Klassenzimmer
Derzeit dauert die Lehrerausbildung für die Primarstufe vier Jahre Bachelor plus ein Jahr Master.
APA/dpa/Arne Dedert

Wien – Der Start der Reform der Lehrerausbildung wird nach breiter Kritik im Begutachtungsprozess um ein Jahr verschoben. Der am Mittwoch im Ministerrat beschlossene Gesetzesentwurf sieht für Volksschullehrer nunmehr einen Start der neuen Struktur mit dreijährigem Bachelor- und zweijährigem Masterstudium erst ab 2025/26 vor, für Lehrer der Sekundarstufe soll es 2026/27 losgehen. Unis und Pädagogische Hochschulen (PHs) hatten wegen des straffen Zeitplans Qualitätseinbußen befürchtet.

▶ **Ziele**:
1. Zähle alle Einrichtungen und Gremien auf, die im Fließtext zur Reform der Lehrerausbildung genannt werden.
2. Schreibe den Text zur Reform der Lehrerausbildung nach seinem letzten Satz um einige Sätze fort.
Die Einträge sind für die Bearbeitung ohne Belang.

▶ **Einträge**:
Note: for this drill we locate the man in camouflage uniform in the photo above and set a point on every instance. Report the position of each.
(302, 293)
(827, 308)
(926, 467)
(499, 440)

---

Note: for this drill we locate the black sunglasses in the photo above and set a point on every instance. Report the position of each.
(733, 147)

▶ **Lösungen**:
1. Ministerrat, Unis, Pädagogische Hochschulen (PHs)

2.
Derzeit dauert die Lehrerausbildung für die Primarstufe (v. a. Volksschule) vier Jahre Bachelor plus ein Jahr Master. Bei der Sekundarstufe (Mittelschule, AHS, BMHS) sind es vier Jahre Bachelor plus zwei Jahre Master, künftig soll es für diese Gruppe also ein Jahr weniger sein. Die Ausbildung soll zudem praxisnäher und der Master besser berufsbegleitend studierbar und "entschlackt" werden. So sollen etwa Doppelungen bei Bildungswissenschaften in Bachelor und Master wegfallen, betonte Bildungsminister Martin Polaschek (ÖVP) im Foyer nach dem Ministerrat. Auch neue Möglichkeiten wie das Studium von Fächerbündeln wie Mint (Mathe, Informatik, Naturwissenschaften, Technik) anstelle eines Einzelfachs sind in der Sekundarstufe vorgesehen.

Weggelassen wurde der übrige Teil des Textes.